本文:
━━━

五感を使って、その感覚に集中するワークを紹介します。好き嫌い、良い悪いなどの評価や感想は持たず、感覚をありのまま受け止めるのがポイント。これが、ストレス反応の原因となるストレッサーを手放す「マインドフルネス」の練習になります。最初からうまくはいかないかもしれませんが、コツは、“頑張りすぎず適当に”集中することです。
教えていただいたのは
伊藤絵美さん
Emi Ito
1967年生まれ。公認心理師、臨床心理士、精神保健福祉士。カウンセリングの専門機関「洗足ストレスコーピング・サポートオフィス」所長。クライアントへのカウンセリングのほか、企業研修やセミナー、ワークショップを積極的に開催。『セルフケアの道具箱 ストレスと上手につきあう100のワーク』(晶文社)など著書も多数。
五感を使うとマスターしやすい「マインドフルネス」
最近、よく耳にする「マインドフルネス」。新型コロナウイルスの世界的な感染拡大で、メンタルヘルスや仏教、ビジネスの世界などでも、ストレスケアの技術としてにわかに注目されています。
国連でも、職員に指導しているとか。でも、そもそも、マインドフルネスってなんでしょう?
「自分が今、体験していることに気づきを向け、評価や判断を加えずにそのまま受け止めて、味わい、そして手放すことです。ポイントは『評価や判断を加えない』という点。好きも嫌いも、良いも悪いも感じてはいけません。『ふ〜ん』とただ受け止めるのです。
このマインドフルネスを習得できれば、ストレッサーに気づいても不快に感じることなく、『ふーん、今の私のストレスってこうなっているんだ』と客観的に眺めることができます。ただ、マインドフルネスは誰でもすぐ簡単にできるものではありません。何しろ、不快なものも不快と思わずに受け止めなくてはならないのですから。

━━━

与えられたデータ:

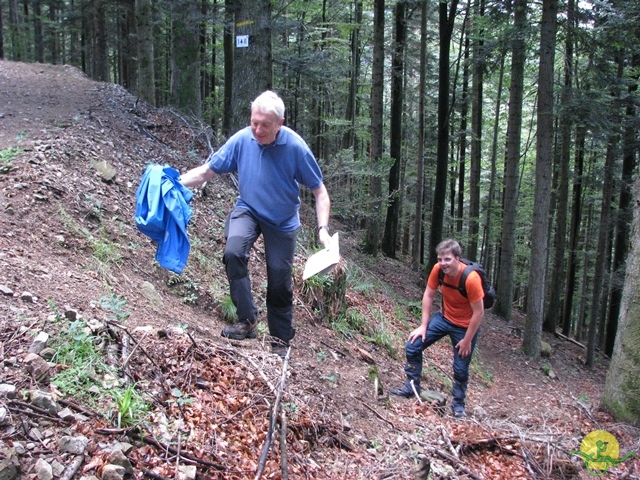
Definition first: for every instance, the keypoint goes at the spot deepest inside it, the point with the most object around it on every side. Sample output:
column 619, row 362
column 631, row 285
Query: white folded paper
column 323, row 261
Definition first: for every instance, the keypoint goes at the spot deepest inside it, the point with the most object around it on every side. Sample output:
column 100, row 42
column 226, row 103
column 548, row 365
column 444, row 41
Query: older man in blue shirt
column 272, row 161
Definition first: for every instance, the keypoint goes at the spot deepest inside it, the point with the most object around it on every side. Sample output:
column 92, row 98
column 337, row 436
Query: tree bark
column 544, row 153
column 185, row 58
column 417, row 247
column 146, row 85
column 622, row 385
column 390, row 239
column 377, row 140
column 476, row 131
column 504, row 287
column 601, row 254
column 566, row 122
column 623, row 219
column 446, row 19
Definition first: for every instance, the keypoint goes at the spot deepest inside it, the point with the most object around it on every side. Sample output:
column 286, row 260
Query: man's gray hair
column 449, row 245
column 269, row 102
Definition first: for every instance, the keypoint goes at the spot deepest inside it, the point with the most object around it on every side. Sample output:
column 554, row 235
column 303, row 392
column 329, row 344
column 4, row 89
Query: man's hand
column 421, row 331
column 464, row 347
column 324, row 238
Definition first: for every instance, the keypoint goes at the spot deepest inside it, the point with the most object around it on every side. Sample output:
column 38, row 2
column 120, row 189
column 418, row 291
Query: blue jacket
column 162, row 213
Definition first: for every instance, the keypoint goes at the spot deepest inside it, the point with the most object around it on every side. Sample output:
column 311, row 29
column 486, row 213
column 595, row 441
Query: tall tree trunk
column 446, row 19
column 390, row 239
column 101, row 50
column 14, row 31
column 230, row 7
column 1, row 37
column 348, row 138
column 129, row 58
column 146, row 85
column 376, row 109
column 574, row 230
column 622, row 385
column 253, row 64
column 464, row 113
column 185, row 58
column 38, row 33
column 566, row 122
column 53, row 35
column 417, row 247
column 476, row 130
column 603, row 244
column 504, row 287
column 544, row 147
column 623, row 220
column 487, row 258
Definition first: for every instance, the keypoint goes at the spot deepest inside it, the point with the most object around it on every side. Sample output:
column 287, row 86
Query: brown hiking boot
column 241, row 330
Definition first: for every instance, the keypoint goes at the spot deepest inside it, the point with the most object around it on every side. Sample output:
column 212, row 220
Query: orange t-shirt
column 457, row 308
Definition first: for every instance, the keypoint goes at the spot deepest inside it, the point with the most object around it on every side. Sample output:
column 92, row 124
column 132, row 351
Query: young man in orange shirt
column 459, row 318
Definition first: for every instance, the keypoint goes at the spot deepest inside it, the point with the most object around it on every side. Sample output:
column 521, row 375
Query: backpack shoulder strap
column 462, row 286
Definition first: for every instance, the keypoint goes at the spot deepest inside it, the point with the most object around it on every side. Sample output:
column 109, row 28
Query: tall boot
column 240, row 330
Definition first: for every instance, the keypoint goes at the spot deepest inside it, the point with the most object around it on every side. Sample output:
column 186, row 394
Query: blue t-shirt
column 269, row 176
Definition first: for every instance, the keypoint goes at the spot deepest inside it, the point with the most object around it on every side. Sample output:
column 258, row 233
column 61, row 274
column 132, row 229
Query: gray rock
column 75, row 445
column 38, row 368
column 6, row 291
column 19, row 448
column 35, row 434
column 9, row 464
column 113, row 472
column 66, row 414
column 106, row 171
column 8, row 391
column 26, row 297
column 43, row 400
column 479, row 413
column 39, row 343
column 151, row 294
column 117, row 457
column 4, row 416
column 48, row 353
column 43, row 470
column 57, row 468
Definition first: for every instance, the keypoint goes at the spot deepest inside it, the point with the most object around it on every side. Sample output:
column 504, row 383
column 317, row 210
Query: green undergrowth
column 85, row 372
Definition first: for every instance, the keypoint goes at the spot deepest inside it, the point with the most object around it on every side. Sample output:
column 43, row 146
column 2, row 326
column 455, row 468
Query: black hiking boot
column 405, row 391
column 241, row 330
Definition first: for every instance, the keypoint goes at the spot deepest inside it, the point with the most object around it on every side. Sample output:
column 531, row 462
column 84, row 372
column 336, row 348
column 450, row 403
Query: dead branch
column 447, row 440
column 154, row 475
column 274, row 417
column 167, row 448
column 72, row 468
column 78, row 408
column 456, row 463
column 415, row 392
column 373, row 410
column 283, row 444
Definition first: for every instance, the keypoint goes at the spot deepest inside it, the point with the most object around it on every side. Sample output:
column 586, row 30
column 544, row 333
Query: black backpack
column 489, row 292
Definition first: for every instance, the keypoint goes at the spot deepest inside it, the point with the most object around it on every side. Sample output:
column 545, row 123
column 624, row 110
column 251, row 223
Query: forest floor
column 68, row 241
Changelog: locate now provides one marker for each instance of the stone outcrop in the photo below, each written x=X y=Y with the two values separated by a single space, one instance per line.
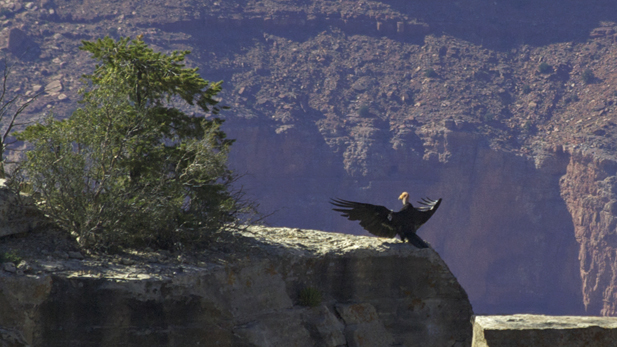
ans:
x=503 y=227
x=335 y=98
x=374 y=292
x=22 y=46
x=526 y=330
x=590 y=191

━━━

解く問題:
**1)** マインドフルネスの文章で、伊藤絵美さんが所長を務めているとされる機関の名前は何ですか。
**2)** マインドフルネスの文章を、最後の文の次から書き進めてください。
データはマインドフルネスの文章とは別の資料です。

解答:
**1)** 洗足ストレスコーピング・サポートオフィスです。

**2)**
まずは、今回から5回に分けてご紹介するいろいろなワークで練習してみましょう。特に自分の五感を使う練習はとても手軽にできる方法なので、おすすめです」(伊藤絵美さん)
※1回目「触る」2回目「嗅ぐ」3回目「見る」4回目「聞く」5回目「味わう」
自分の思考に意識を持って行かれないよう、目の前のことに集中する習慣をつけましょう。ただし「適当に集中する」こと。頑張りすぎると続かないので、楽に構えて、できそうなワークにチャレンジしてみてください。
1回目は、「触る」です。
「触る」
いろいろなものの感触を確かめる
身のまわりにあるいろいろなものの表面に触れて、触った感覚に意識を向けます。机の上に手を置いて「冷たい」「表面がつるつるしている」などの感触を感じます。「冷たくて嫌だな」というのは感想が混じっているのでNG。
ただただ感触だけに集中するのがポイントです。まわりに何もなければ、自分の体や身につけているものに触ってみましょう。